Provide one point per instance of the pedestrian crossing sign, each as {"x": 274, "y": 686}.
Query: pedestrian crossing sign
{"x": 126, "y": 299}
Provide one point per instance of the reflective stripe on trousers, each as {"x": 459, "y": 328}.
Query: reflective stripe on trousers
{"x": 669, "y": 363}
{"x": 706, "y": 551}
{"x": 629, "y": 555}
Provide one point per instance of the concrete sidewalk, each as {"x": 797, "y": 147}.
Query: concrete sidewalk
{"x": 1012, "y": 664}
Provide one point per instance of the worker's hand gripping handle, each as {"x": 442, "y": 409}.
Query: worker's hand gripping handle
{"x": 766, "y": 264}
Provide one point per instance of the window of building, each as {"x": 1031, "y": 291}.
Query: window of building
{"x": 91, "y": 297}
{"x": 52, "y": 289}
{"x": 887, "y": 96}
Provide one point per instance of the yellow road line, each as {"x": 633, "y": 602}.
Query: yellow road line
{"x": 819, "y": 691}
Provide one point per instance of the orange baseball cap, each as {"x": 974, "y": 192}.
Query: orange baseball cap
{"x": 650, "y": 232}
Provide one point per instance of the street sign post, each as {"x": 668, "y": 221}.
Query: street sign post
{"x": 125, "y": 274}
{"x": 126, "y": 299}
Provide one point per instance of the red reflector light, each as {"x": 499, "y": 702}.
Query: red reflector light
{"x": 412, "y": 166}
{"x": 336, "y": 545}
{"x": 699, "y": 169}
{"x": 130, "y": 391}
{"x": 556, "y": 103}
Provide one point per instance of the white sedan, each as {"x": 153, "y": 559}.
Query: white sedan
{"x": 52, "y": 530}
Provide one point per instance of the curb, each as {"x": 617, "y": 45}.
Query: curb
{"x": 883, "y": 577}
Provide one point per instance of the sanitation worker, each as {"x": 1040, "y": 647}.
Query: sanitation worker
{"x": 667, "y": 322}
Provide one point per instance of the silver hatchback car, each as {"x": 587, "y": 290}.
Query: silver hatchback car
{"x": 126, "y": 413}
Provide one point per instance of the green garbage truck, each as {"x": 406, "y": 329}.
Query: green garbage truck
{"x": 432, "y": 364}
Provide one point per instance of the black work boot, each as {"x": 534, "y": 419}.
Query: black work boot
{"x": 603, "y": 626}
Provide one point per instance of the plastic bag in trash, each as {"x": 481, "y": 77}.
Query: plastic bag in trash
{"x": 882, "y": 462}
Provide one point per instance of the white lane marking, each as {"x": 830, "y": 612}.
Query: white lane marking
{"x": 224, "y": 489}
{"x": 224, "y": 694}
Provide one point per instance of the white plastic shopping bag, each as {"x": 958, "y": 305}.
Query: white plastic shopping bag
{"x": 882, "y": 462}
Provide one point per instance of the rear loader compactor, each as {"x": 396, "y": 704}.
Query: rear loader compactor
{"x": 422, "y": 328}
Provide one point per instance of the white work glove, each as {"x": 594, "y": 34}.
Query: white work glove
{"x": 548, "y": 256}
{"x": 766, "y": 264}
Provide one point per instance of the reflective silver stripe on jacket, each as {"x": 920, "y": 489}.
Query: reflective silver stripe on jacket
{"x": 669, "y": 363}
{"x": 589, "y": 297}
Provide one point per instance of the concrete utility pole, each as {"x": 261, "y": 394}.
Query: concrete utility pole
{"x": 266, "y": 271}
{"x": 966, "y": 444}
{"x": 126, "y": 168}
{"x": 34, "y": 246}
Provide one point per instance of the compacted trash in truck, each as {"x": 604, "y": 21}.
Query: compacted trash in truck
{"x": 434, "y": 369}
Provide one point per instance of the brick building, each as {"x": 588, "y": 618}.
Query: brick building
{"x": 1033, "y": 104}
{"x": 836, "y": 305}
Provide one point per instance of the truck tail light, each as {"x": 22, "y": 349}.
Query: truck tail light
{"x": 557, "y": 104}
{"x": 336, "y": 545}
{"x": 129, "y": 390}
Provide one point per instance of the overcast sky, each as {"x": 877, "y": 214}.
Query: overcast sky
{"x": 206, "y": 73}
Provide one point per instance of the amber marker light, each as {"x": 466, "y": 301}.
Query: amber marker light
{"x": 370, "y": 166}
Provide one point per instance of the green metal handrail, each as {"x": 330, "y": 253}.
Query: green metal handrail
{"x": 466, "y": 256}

* DO THIS
Can you put each line of the material above into a JSON list of strings, with one string per line and no blank lines?

* EXERCISE RESPONSE
[
  "Provide one point per instance of the pedestrian crossing sign, each as {\"x\": 274, \"y\": 686}.",
  "Query: pedestrian crossing sign",
  "{\"x\": 126, \"y\": 299}",
  "Provide one point per instance of the reflective stripe on trousers, each as {\"x\": 459, \"y\": 328}.",
  "Query: reflective stripe on trousers",
  "{\"x\": 669, \"y\": 363}",
  "{\"x\": 706, \"y\": 551}",
  "{\"x\": 629, \"y\": 555}",
  "Provide one point per instance of the concrete sidewalk, each as {\"x\": 797, \"y\": 147}.",
  "Query: concrete sidewalk",
  "{\"x\": 1012, \"y\": 664}",
  "Provide one point per instance of the worker's hand gripping handle, each as {\"x\": 442, \"y\": 409}.",
  "Query: worker's hand gripping handle",
  "{\"x\": 766, \"y\": 264}",
  "Provide one point per instance of the window of building, each as {\"x\": 1031, \"y\": 291}.",
  "Query: window of building",
  "{\"x\": 91, \"y\": 297}",
  "{\"x\": 52, \"y\": 289}",
  "{\"x\": 887, \"y\": 96}",
  "Provide one point per instance of the yellow road line, each as {\"x\": 633, \"y\": 602}.",
  "Query: yellow road line",
  "{\"x\": 819, \"y\": 691}",
  "Provide one point per instance of the orange baseball cap, each as {\"x\": 974, \"y\": 192}.",
  "Query: orange baseball cap",
  "{\"x\": 650, \"y\": 232}",
  "Provide one point per instance of the street sign post, each as {\"x\": 668, \"y\": 221}.",
  "Query: street sign post",
  "{\"x\": 125, \"y\": 274}",
  "{\"x\": 126, \"y\": 299}",
  "Provide one point per instance of the red reflector light, each as {\"x\": 499, \"y\": 702}.",
  "Query: red reflector light",
  "{\"x\": 412, \"y\": 166}",
  "{\"x\": 336, \"y\": 545}",
  "{\"x\": 699, \"y\": 169}",
  "{\"x\": 130, \"y\": 391}",
  "{\"x\": 556, \"y\": 103}",
  "Provide one point per instance of the white sedan, each as {\"x\": 153, \"y\": 559}.",
  "Query: white sedan",
  "{\"x\": 52, \"y\": 530}",
  "Provide one point per instance of the curb, each as {\"x\": 617, \"y\": 45}.",
  "Query: curb",
  "{\"x\": 883, \"y\": 577}",
  "Provide one point per instance of the sanitation worker, each as {\"x\": 1040, \"y\": 647}.",
  "Query: sanitation worker",
  "{\"x\": 667, \"y\": 322}",
  "Provide one point per instance of the silver hatchback car, each as {\"x\": 587, \"y\": 290}.",
  "Query: silver hatchback car",
  "{\"x\": 126, \"y\": 413}",
  "Provide one point per instance of the green garbage truck, each as {\"x\": 406, \"y\": 329}.",
  "Query: green garbage truck",
  "{\"x\": 432, \"y\": 364}",
  "Provide one point per instance of the black work boot, each as {\"x\": 534, \"y\": 419}.",
  "Query: black work boot",
  "{\"x\": 603, \"y\": 626}",
  "Provide one point per instance of the plastic bag in trash, each as {\"x\": 481, \"y\": 77}.",
  "Query: plastic bag in trash",
  "{\"x\": 882, \"y\": 462}",
  "Provide one point per instance of the white lane marking, each as {\"x\": 830, \"y\": 612}.",
  "Query: white lane marking",
  "{\"x\": 224, \"y\": 489}",
  "{\"x\": 224, \"y\": 694}",
  "Provide one point per instance of the white plastic shopping bag, each as {\"x\": 958, \"y\": 305}.",
  "Query: white plastic shopping bag",
  "{\"x\": 882, \"y\": 462}",
  "Provide one point per instance of the rear loader compactor, each as {\"x\": 396, \"y\": 704}.",
  "Query: rear loader compactor",
  "{\"x\": 422, \"y\": 328}",
  "Provide one point per instance of the white work glove, each as {\"x\": 594, \"y\": 34}.",
  "Query: white work glove",
  "{\"x\": 548, \"y\": 256}",
  "{\"x\": 766, \"y\": 264}",
  "Provide one point per instance of the reflective silver stripe on jacket, each as {\"x\": 920, \"y\": 489}.",
  "Query: reflective silver stripe on jacket",
  "{\"x\": 669, \"y\": 363}",
  "{\"x\": 589, \"y\": 297}",
  "Provide one point per instance of the concrete utility pole, each as {\"x\": 261, \"y\": 394}.",
  "Query: concrete utility pole",
  "{\"x\": 266, \"y\": 271}",
  "{\"x\": 966, \"y\": 444}",
  "{\"x\": 126, \"y\": 168}",
  "{\"x\": 34, \"y\": 246}",
  "Provide one point per instance of the compacted trash in truck, each as {\"x\": 604, \"y\": 21}.",
  "Query: compacted trash in truck",
  "{\"x\": 434, \"y\": 369}",
  "Provide one point per instance of the brick building, each as {\"x\": 588, \"y\": 618}.",
  "Query: brick building",
  "{\"x\": 1033, \"y\": 104}",
  "{\"x\": 836, \"y\": 305}",
  "Provide one point per instance of the truck tail light, each as {\"x\": 22, \"y\": 349}.",
  "Query: truck tail light",
  "{\"x\": 557, \"y\": 104}",
  "{\"x\": 336, \"y\": 545}",
  "{\"x\": 129, \"y\": 390}",
  "Provide one point per instance of the overcast sky, each as {\"x\": 877, \"y\": 214}.",
  "Query: overcast sky",
  "{\"x\": 206, \"y\": 73}",
  "Provide one point per instance of the amber marker light, each as {\"x\": 466, \"y\": 301}.",
  "Query: amber marker light",
  "{\"x\": 370, \"y\": 166}",
  "Provide one point per instance of the green metal handrail, each as {\"x\": 330, \"y\": 253}.",
  "Query: green metal handrail",
  "{\"x\": 466, \"y\": 256}"
]